Assignment
Without altering a word, return the records below, but exclude the pictures.

--- START ---

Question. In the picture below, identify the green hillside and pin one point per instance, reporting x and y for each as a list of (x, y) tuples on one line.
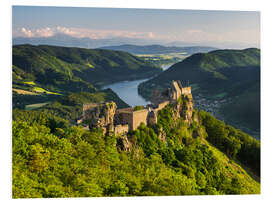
[(75, 69), (228, 78), (53, 159)]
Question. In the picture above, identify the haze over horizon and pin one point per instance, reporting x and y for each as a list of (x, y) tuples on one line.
[(113, 26)]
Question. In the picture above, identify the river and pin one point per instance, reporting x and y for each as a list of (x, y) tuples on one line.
[(128, 90)]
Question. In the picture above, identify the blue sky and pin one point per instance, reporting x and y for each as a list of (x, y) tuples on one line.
[(193, 26)]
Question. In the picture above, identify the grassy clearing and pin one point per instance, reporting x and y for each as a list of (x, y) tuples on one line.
[(41, 90), (30, 83), (233, 169), (20, 91), (35, 106)]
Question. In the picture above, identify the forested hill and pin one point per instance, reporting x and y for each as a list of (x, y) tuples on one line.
[(75, 69), (159, 49), (213, 71), (230, 79), (53, 159)]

--- END ---

Task result
Question. In the picture below, identify the green hillside and pin one point per instance, reporting x and y for each as a list of (x, y) tuples on one line.
[(75, 69), (228, 78), (53, 159)]
Question. In the picture above, identify the haze over horizon and pin one point per instance, reporting x and y for each as a list of (x, y) tuples on one line.
[(113, 26)]
Question. In the picture above, identify the river and pin one point per instance, reporting x and y for each as a list of (x, y) tuples on one line.
[(128, 90)]
Question. In the picture above, identify the blue sky and pin one point per instance, reporting x and y for each as a list of (x, y) tuples on one line.
[(193, 26)]
Question. In the picture above, identify the grassy clearing and pin one point per instance, reporting x and y for each as a list of (x, y) tuples on one line.
[(41, 90), (30, 83), (233, 169), (20, 91), (35, 106)]
Question. In the picture above, identify the forested hill and pin one point per instance, reporting x and y for each as a list of (x, y) tuples on one line.
[(75, 69), (159, 49), (213, 71), (230, 79), (53, 159)]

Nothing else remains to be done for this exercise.